SELECTION »

Sunday, August 17, 2008

Jacques Vallée: Dimensions

An excerpt from the fascinating book Dimensions by Jacques Vallée, the first I'm reading of him, talking about science and history, entity contact and the heavenly beam of light. The images in the article are not what Vallée is exactly talking about but what related images I could find on google. You can download the book here.

A Universal Fact
The problem before us now is this: if the reality behind the UFO phenomenon is both physical and psychic in nature, and if it manipulates space and time in ways our scientific concepts are inadequate to describe, is there any reason for its effects to be limited to our culture or to our generation? We have already established that no country has had the special privilege of these manifestations. Yet we must carry the argument further: if the UFO phenomenon is not tied to social conditions specific to our time, or to specific technological achievements, then it may represent a universal fact. It may have been with us, in one form or another, as long as the human race has existed on this planet.
Something happened in classical times that is inadequately explained by historical theories. The suggestion that the same thing might be happening again should make us extremely interested in bringing every possible light to bear on this problem. Beginning in the second century B.C. and continuing until the fall of the Roman Empire, the intellectual elites of the Mediterranean world, raised in a spirit of scientific rationalism, were confronted and eventually defeated by irrational element similar to that contained in modern apparitions of unexplained phenomena, an element that is amplified by their summary rejection by our own science. It accompanied the collapse of ancient civilizations. Commenting on this parallel, French science writer Aime Michel proposes the following scene.

SUPPLIED DATA »

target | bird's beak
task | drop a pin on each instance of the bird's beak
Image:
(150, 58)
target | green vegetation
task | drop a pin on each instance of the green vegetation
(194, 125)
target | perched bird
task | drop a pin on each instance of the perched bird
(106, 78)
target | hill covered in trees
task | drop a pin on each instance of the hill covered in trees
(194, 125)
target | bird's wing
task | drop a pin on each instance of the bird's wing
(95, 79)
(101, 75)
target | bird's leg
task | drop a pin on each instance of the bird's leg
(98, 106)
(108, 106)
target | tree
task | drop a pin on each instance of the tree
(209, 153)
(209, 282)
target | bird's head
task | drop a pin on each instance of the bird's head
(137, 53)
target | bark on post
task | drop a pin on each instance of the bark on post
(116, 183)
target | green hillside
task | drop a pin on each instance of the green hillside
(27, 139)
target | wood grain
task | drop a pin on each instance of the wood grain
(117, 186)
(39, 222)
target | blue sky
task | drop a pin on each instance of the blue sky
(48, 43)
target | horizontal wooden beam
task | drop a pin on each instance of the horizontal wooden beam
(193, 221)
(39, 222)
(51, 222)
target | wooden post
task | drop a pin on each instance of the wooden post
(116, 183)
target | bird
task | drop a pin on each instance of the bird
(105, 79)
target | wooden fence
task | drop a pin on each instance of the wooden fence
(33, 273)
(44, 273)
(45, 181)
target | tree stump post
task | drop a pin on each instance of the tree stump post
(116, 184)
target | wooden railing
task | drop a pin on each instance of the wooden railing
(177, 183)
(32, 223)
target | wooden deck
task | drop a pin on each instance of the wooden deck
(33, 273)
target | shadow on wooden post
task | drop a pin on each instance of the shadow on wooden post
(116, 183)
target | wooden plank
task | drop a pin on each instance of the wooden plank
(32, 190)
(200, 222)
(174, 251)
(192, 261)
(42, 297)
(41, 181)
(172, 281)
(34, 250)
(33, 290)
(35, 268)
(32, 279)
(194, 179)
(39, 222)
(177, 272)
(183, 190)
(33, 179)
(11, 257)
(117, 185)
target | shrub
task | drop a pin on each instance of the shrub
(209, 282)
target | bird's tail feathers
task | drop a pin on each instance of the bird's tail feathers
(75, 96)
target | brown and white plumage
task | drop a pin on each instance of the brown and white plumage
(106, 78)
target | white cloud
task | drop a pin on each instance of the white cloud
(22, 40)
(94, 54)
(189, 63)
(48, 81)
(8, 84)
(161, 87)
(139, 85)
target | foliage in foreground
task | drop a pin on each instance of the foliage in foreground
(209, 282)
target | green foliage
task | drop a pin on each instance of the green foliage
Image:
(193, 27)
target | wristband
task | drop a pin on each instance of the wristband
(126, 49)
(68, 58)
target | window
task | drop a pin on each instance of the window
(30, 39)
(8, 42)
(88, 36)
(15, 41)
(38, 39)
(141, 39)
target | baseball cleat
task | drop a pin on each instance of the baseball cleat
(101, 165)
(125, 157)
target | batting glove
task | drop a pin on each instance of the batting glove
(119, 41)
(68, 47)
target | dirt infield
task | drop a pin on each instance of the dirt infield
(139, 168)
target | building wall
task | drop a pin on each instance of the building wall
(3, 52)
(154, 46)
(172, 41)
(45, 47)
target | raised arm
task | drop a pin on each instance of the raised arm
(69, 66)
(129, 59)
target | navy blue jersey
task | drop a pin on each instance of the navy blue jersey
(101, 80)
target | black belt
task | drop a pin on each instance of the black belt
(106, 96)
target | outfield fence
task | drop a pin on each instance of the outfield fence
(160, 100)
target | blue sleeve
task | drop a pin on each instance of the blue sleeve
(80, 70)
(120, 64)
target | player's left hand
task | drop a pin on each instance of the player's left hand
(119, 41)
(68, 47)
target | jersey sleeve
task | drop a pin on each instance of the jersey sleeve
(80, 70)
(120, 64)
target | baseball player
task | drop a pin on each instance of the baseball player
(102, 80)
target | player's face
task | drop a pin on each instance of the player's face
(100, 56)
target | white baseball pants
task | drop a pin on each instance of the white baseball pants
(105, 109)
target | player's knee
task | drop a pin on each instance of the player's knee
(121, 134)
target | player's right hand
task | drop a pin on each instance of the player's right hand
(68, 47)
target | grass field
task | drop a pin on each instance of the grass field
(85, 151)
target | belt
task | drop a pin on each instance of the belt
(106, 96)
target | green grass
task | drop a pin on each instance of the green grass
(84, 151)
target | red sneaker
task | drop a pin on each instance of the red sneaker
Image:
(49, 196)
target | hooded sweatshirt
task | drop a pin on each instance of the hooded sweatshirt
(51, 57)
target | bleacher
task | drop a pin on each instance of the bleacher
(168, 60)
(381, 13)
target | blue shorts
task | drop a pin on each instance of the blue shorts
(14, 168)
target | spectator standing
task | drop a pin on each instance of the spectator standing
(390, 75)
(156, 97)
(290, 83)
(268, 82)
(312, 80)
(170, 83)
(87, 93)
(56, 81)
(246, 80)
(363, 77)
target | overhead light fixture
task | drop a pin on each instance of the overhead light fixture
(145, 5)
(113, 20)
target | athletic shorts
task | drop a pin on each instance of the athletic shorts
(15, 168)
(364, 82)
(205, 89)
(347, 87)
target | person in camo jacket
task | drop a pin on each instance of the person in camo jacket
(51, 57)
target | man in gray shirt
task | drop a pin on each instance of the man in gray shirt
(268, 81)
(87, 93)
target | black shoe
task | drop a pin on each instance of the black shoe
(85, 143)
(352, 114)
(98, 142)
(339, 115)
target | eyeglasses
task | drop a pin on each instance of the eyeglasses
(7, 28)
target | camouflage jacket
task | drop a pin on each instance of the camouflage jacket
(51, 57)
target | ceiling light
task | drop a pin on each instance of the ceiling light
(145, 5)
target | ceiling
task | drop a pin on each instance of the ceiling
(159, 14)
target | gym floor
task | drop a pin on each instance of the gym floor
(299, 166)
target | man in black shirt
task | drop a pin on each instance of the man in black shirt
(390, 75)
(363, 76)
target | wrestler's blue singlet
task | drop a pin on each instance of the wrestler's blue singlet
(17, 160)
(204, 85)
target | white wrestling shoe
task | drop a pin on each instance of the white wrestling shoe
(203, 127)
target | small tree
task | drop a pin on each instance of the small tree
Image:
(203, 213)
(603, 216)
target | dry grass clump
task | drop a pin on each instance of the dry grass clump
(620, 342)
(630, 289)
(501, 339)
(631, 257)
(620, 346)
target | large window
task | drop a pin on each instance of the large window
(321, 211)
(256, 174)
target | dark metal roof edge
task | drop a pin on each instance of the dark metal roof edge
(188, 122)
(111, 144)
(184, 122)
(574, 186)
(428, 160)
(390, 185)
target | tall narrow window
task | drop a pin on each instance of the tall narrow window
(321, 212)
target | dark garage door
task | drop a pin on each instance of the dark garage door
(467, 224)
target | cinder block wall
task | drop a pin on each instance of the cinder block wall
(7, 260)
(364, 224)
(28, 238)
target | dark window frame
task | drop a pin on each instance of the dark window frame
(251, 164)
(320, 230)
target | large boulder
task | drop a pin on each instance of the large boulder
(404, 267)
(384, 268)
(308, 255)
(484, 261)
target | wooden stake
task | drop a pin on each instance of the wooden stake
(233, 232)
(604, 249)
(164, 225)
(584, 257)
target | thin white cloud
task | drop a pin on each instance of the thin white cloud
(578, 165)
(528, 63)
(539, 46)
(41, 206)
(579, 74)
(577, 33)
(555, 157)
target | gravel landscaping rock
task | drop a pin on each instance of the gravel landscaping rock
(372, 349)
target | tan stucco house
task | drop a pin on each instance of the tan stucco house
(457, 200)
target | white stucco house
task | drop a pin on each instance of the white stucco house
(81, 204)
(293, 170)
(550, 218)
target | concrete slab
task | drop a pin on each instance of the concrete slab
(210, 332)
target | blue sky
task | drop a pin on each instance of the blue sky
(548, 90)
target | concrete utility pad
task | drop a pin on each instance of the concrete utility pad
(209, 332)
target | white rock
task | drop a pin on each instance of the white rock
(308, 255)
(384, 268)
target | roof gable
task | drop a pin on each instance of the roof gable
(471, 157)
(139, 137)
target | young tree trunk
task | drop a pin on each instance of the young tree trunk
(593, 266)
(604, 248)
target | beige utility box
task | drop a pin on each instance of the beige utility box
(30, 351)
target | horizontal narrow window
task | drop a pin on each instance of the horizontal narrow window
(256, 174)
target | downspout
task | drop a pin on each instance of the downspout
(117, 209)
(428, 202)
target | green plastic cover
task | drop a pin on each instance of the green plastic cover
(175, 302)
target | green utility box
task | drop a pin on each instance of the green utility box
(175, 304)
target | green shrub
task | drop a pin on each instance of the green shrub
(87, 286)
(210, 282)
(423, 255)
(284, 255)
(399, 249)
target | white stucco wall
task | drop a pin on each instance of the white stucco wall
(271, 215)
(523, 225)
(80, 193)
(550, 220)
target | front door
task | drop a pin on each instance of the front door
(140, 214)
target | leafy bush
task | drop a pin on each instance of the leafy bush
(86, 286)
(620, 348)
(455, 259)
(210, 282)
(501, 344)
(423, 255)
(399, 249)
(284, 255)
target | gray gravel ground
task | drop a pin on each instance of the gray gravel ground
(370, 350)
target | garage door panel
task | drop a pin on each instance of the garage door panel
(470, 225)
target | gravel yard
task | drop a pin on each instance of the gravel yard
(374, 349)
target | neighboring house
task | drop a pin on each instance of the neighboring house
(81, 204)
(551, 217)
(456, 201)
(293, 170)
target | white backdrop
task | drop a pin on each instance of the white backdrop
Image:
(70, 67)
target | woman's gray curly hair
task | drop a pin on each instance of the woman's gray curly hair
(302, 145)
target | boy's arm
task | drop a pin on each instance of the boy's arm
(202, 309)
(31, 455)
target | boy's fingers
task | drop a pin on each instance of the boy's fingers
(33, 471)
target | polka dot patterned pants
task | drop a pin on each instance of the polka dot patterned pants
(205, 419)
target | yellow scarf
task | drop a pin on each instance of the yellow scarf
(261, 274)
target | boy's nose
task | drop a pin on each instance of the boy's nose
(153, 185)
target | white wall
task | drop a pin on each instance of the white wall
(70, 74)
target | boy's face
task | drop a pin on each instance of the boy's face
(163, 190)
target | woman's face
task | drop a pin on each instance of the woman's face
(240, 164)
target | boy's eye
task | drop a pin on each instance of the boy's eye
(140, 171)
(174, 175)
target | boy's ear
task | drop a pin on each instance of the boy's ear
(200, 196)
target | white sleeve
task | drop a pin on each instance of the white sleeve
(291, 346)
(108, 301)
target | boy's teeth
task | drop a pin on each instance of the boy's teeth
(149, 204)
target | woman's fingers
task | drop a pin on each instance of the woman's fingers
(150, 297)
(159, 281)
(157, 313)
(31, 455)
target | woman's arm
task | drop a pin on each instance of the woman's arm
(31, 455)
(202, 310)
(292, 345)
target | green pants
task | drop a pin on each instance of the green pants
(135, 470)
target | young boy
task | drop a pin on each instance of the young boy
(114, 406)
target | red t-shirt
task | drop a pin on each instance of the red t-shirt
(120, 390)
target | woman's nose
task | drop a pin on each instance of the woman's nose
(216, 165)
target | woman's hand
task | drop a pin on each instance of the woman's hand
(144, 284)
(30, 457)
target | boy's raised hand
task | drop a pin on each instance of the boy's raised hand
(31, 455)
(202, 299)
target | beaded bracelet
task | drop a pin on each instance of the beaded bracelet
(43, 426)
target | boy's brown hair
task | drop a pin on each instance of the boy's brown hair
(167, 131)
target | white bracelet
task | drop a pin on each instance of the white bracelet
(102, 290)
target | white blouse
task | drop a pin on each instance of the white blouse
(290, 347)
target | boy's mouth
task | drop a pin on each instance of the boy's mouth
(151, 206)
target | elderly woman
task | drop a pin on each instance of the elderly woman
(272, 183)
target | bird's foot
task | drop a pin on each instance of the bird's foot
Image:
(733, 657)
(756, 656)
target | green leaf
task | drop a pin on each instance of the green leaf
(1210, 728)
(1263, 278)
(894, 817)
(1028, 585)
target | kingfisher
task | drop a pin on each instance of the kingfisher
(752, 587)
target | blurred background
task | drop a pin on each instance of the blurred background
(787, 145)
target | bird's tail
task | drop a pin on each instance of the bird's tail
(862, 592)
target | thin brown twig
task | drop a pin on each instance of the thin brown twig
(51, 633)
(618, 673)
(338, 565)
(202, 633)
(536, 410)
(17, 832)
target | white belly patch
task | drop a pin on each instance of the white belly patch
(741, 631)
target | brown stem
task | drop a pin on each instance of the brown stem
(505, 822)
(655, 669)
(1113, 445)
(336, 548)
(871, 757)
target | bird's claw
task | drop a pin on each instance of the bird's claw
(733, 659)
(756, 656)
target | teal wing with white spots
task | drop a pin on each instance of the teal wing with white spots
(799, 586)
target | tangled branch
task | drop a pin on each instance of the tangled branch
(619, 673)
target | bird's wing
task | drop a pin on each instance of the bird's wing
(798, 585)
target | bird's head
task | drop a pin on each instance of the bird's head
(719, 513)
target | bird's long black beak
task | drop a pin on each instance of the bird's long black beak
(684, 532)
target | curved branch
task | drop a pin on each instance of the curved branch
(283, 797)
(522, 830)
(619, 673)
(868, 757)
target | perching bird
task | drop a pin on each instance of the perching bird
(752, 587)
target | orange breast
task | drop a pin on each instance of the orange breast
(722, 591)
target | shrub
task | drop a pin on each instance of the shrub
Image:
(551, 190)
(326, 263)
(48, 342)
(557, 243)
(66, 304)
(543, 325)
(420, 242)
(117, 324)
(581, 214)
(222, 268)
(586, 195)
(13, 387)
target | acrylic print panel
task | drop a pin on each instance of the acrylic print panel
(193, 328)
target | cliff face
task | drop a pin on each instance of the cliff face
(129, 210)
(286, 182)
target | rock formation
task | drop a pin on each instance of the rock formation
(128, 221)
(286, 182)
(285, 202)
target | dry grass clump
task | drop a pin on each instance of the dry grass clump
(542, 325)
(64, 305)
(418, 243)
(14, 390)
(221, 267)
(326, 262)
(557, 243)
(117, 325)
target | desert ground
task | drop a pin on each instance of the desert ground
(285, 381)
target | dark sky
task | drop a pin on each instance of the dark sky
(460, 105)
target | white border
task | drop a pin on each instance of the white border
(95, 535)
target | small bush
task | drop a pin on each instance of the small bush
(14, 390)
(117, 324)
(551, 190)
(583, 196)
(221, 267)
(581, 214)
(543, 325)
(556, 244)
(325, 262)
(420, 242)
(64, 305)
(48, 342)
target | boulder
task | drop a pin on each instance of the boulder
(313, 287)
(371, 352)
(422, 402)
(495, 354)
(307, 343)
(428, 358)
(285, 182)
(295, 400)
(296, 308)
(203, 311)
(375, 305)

OBJECTIVE 1 »
Transcribe the Dimensions excerpt between "An excerpt from" and "the book here.", inclusive.
OBJECTIVE 2 »
Continue the Dimensions excerpt on UFOs and classical history from the point where it stops.

WRITTEN ANSWER 1 »
An excerpt from the fascinating book Dimensions by Jacques Vallée, the first I'm reading of him, talking about science and history, entity contact and the heavenly beam of light. The images in the article are not what Vallée is exactly talking about but what related images I could find on google. You can download the book here.

WRITTEN ANSWER 2 »
Consider one of the Alexandrian thinkers, a man like Ptolemaeus, the second-century astronomer thoroughly schooled in the rational methods of Archimedes, Euclid, and Aristotle. And imagine him reading the Apocalypse, various writings about Armageddon. How would he react to such an experience? He would merely shrug, says Aime Michel: "It would never occur to him to place the slightest credence in such a compendium of what must regard as insanities. Such a scene must have taken place thousands of times at the end of classical antiquity. And we know that every time there was the same rejection, the same shrugging, because we have no record of any critical examination of the doctrines, ideas, and claims of the counterculture that expressed itself through the Apocalypse. This counterculture was too absurd to retain the attention of a reader of Plato. A short time – a very short time – elapsed, the counterculture triumphed, and Plato was forgotten for a thousand years. Could it happen again?"
Only a thorough examination of the ancient records can save us from the effects of such cultural myopia. Among other interesting objects, some of the artifacts that have come to us from Phoenicia provide insight into the idea of contact in antiquity.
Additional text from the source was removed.